— start of Excerpted text —

Location
- Upper Redlands Road Reading, Berkshire, RG1 5JT England

Information
- Former name: St Joseph’s Convent School
- Motto: Latin: Optima Deo (My best for God)
- Religious affiliation: Roman Catholic
- Patron saint: Saint Joseph
- Founded: 1894
- Founder: Sisters of St Marie Madeleine Postel
- Closed: 2026
- Local authority: Reading
- Gender: Co-educational
- Age: 3 to 18
- Houses: Dixon, Hummel, Jennings, Richardson
- Colours: Red, Gold, Black
- Alumni name: Old Broad Oakians

= St Joseph's College, Reading =

St Joseph's College (formerly St Joseph's Convent School) was a coeducational independent day school in Reading, Berkshire, England. In September 2010, it changed its name to St Joseph's College to reflect the move into co-education from being a girls' school. The junior section was known as St Joseph's College Preparatory School. It was a member of the Girls' Schools Association until the move into coeducation. The College was then a member of the Society of Heads, Independent Schools Council and Catholic Independent Schools’ Council. It won the TES Independent School of the Year award in November 2015.

Broad Oak House, the oldest part of the College, is a Grade II listed building, built between the 1870-1890s. It was once owned by the Sutton family of Sutton Seeds, before it was purchased by the Sisters.

In May 2026, a consultation began with staff due to falling pupil numbers, and increasing costs. The school required "a big cash injection" to survive. The consulation failed, and St Joseph's College closed on 10 July 2026.

==History==
St Joseph's Convent School was founded in 1894 by the Sisters of St Marie Madeleine Postel, whose aim was to provide a good education in a warm and loving atmosphere. Julie Frances Catherine Postel was born in Barfleur, France in 1756, and was a pioneer in education, basing her teaching on the De La Salle method. She took the name Marie Madeleine after being made a superior, died in 1846 and was canonised in 1925.

St Joseph’s Convent School was founded in Bracknell 1894, later relocated to Castle Hill as the population reached 40 pupils. Reaching the boarding capacity by 1908, the Sisters sought the location of the Broad Oak House on the Upper Redlands Road. Finally, after some initial extensions by Mother Mary of Calvary, the Convent was reopened on the current site in March 1910. However, very soon after the opening, the first school building by Broad Oak was too small. The day-pupils were moved to a place in Eastern Avenue, although some facilities were still shared.

It wasn't until 1928, when Mother Mary of Calvary was of old age, began further extensions. This extension consisted of a large laboratory, domestic science rooms, dormitories and an assembly hall – the current College Theatre. By 1931, the whole school, day-students and boarders were under one roof.

The post-WWII society changed drastically, with the emphasis of education now being less on social accomplishments, and more on science and emerging technologies. As an outward sign of the resolve of the Convent to meet these new challenges, Sister Mary Genevieve – Headmistress at the time – adopted the motto: "Optima Deo – My Best for God".

"OPTIMA DEO. To God, the best— the best of all things to Him Who gave them and to Whom they belong. "The earth is the Lord's, and the fulness there-of: the world, and all they that dwell therein.

— end of Excerpted text —

- Given request a -
Transcribe the part of the school article that opens with the words containing "St Joseph's College (formerly" and closes with "in November 2015.".

— start of Records to process —

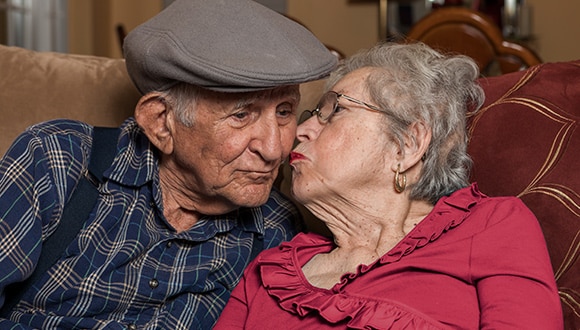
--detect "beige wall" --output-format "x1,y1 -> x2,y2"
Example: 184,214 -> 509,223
286,0 -> 379,56
69,0 -> 580,62
68,0 -> 163,58
527,0 -> 580,62
287,0 -> 580,62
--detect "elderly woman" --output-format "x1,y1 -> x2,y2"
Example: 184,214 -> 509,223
217,43 -> 562,329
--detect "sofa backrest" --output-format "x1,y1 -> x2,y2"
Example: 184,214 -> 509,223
469,61 -> 580,329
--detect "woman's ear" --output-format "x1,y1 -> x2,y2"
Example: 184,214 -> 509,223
399,122 -> 432,172
135,92 -> 173,154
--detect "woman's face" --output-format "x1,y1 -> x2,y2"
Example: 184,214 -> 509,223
290,68 -> 396,205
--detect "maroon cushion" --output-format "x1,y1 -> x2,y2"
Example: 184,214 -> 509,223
469,61 -> 580,329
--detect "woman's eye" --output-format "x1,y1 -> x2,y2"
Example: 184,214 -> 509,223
334,104 -> 346,113
232,111 -> 250,120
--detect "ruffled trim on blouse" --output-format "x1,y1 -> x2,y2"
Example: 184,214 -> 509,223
258,184 -> 485,329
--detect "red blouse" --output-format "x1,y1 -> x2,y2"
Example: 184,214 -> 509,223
215,184 -> 563,330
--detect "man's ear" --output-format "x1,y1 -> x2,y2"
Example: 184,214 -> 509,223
135,92 -> 173,154
399,122 -> 432,172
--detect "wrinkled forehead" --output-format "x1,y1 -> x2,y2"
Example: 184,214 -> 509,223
237,85 -> 300,108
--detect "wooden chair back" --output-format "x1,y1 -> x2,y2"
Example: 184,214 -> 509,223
407,7 -> 542,75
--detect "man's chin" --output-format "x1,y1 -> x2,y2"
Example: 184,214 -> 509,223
236,182 -> 272,207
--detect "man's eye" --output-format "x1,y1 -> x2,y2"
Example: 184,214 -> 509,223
276,104 -> 294,117
334,104 -> 346,113
232,111 -> 250,120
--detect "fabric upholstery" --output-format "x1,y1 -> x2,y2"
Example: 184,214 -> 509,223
0,45 -> 140,155
469,61 -> 580,329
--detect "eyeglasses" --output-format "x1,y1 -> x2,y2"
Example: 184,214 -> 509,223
299,91 -> 383,124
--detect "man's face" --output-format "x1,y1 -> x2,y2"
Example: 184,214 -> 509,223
162,85 -> 300,214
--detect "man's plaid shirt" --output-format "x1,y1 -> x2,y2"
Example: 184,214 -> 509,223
0,119 -> 300,329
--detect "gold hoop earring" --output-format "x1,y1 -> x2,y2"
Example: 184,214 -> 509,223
395,164 -> 407,193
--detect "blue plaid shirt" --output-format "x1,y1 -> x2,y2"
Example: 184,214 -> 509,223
0,119 -> 300,329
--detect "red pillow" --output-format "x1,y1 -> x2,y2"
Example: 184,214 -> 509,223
469,60 -> 580,329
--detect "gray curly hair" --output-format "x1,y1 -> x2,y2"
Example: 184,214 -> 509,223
327,42 -> 484,204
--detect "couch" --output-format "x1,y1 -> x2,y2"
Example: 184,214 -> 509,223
0,46 -> 580,329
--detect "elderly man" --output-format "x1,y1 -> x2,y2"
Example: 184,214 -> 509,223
0,0 -> 336,329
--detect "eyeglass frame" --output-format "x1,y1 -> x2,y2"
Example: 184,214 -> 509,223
298,91 -> 384,124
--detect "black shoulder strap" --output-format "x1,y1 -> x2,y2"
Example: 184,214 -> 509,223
0,127 -> 119,317
248,233 -> 264,263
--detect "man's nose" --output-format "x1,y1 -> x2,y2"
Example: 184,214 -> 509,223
250,117 -> 282,162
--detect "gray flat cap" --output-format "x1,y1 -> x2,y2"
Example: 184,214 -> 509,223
124,0 -> 337,94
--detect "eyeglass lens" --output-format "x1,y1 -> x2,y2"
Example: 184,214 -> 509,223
299,92 -> 338,124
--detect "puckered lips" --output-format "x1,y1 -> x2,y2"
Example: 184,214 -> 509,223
290,151 -> 306,165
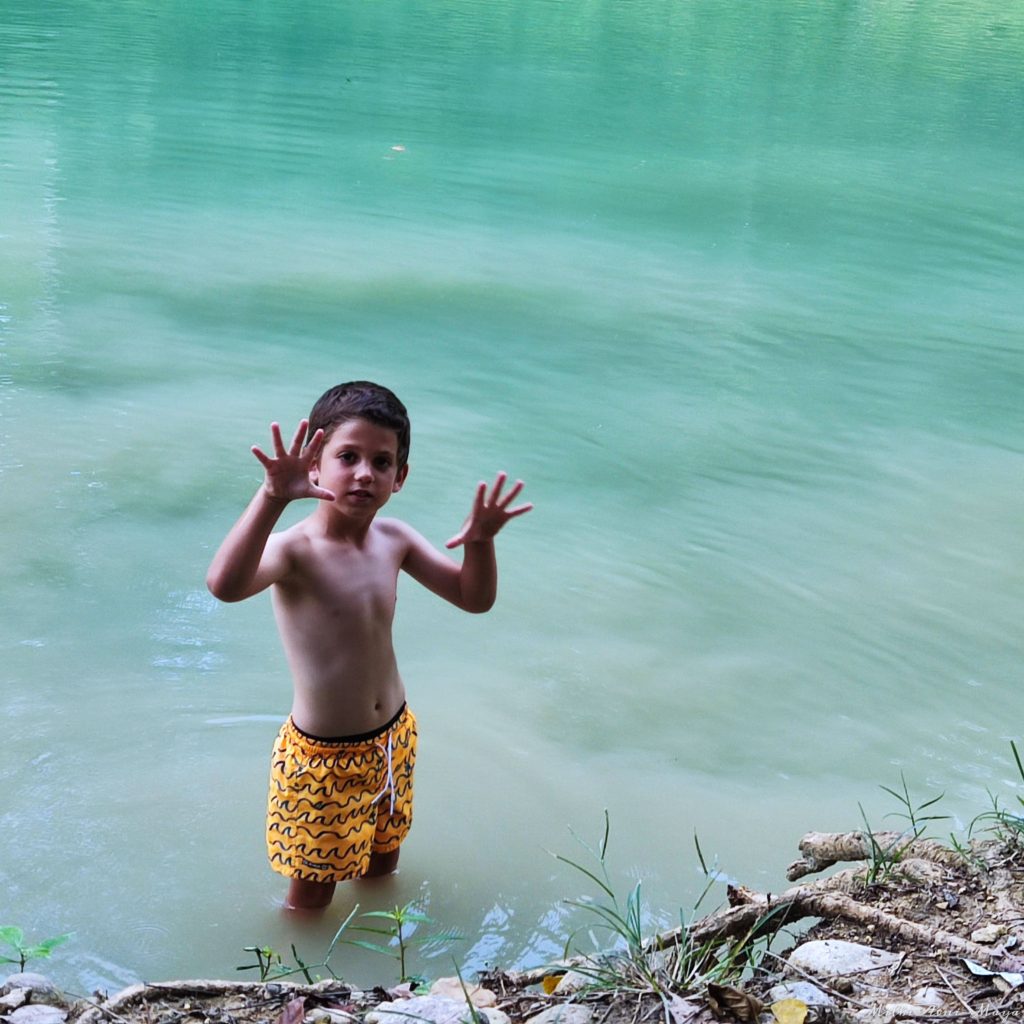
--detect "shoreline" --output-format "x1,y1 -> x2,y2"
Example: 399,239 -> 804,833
8,831 -> 1024,1024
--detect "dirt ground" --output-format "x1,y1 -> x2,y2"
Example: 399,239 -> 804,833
37,834 -> 1024,1024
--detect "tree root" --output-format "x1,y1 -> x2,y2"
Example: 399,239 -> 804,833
512,831 -> 1024,984
785,831 -> 965,882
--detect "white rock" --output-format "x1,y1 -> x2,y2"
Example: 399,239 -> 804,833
913,987 -> 945,1007
7,1002 -> 68,1024
790,939 -> 900,978
0,971 -> 60,999
430,978 -> 498,1007
0,988 -> 29,1010
526,1002 -> 594,1024
768,981 -> 833,1007
366,995 -> 510,1024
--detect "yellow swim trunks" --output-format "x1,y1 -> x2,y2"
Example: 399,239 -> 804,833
266,705 -> 416,882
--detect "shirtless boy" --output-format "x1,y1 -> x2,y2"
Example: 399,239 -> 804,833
207,381 -> 532,909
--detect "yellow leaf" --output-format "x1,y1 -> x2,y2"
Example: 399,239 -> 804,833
771,999 -> 807,1024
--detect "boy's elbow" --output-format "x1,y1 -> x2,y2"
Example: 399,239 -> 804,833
206,570 -> 245,604
462,594 -> 498,615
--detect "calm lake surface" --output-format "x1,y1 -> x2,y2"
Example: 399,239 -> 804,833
0,0 -> 1024,992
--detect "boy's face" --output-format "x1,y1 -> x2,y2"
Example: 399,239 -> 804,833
310,419 -> 409,515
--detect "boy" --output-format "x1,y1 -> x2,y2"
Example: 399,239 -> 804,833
207,381 -> 532,909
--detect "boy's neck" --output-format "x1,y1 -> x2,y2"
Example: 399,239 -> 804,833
309,502 -> 377,544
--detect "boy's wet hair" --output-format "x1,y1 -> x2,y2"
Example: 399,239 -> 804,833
306,381 -> 410,469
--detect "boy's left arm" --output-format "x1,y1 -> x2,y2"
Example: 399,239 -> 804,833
402,473 -> 534,612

— end of Records to process —

- Given request b -
Rewrite the entries from their start through the line that contains "395,164 -> 407,193", both ends included, with the requests kept and every box coordinate in the answers multiplied by 1.6 and rounded to a whole number, halves going up. Leave the pictures out, and give only these lines.

- Written solution a -
St Joseph's College (formerly St Joseph's Convent School) was a coeducational independent day school in Reading, Berkshire, England. In September 2010, it changed its name to St Joseph's College to reflect the move into co-education from being a girls' school. The junior section was known as St Joseph's College Preparatory School. It was a member of the Girls' Schools Association until the move into coeducation. The College was then a member of the Society of Heads, Independent Schools Council and Catholic Independent Schools’ Council. It won the TES Independent School of the Year award in November 2015.

- Written solution b -
--detect "beige wall" --output-format "x1,y1 -> x2,y2"
Example: 184,214 -> 509,223
458,0 -> 606,90
110,0 -> 928,99
109,0 -> 261,93
843,0 -> 928,99
459,0 -> 928,99
--detect "elderly woman" --output-format "x1,y1 -> x2,y2"
Example: 184,214 -> 509,223
347,69 -> 899,526
--detect "sofa backrest" --output-format "x1,y1 -> x2,y2"
Example: 184,214 -> 509,223
750,98 -> 928,526
--detect "woman's ear" --output-format "x1,y1 -> x2,y2"
Example: 184,214 -> 509,223
638,195 -> 691,275
216,147 -> 277,246
--detect "woman's face" --output-format "x1,y1 -> x2,y2"
Example: 184,214 -> 509,223
464,109 -> 634,328
--detect "maroon cushion" --output-format "x1,y1 -> x2,y2"
Example: 184,214 -> 509,223
750,98 -> 928,526
--detect "woman's eye" --output-format "x1,y1 -> x2,y2"
Example: 184,214 -> 509,223
534,166 -> 554,181
371,178 -> 400,192
--detect "ruffled trim on blouse" --output-format "x1,y1 -> x2,y2"
Example: 184,214 -> 509,223
413,294 -> 776,526
--detect "red blouse" --output-format "x1,y1 -> x2,y2"
Example: 184,214 -> 509,223
344,294 -> 901,528
--detect "man's ear" --output-format "x1,y1 -> x2,y2"
Example: 184,214 -> 509,223
216,147 -> 277,246
638,195 -> 691,275
--detect "wrinkled forehead" --output-format "x1,y1 -> x2,y2"
Example: 184,214 -> 509,223
379,136 -> 480,173
--detect "wooden chair back" --output-format "x1,y1 -> x2,y2"
Example: 184,214 -> 509,223
651,11 -> 867,120
--detect "man's chin" --output-format "x1,y1 -> x2,y2"
Example: 184,214 -> 509,223
378,291 -> 435,331
--detect "man's eye" --output-format "x1,y1 -> x2,y2"
Example: 184,214 -> 509,223
442,166 -> 470,187
534,166 -> 554,181
371,178 -> 400,192
--detect "fabric upholstery" --output-format "x1,y1 -> x2,y2"
Example: 184,214 -> 509,223
0,72 -> 224,248
750,98 -> 928,526
--detect "eyeglasses" --output-format "x1,y1 -> x2,y2"
Example: 184,214 -> 509,223
478,146 -> 613,198
--detect "man's face" --output-format "x1,y1 -> x2,y2"
Example: 184,214 -> 509,223
259,136 -> 480,342
--detect "man's plaid shirt" --output-format "x1,y1 -> x2,y2"
Example: 184,214 -> 509,223
0,190 -> 480,526
--detect "gold hoop earring" --output-format "x1,y1 -> x2,y2"
Example: 184,214 -> 509,223
632,262 -> 651,309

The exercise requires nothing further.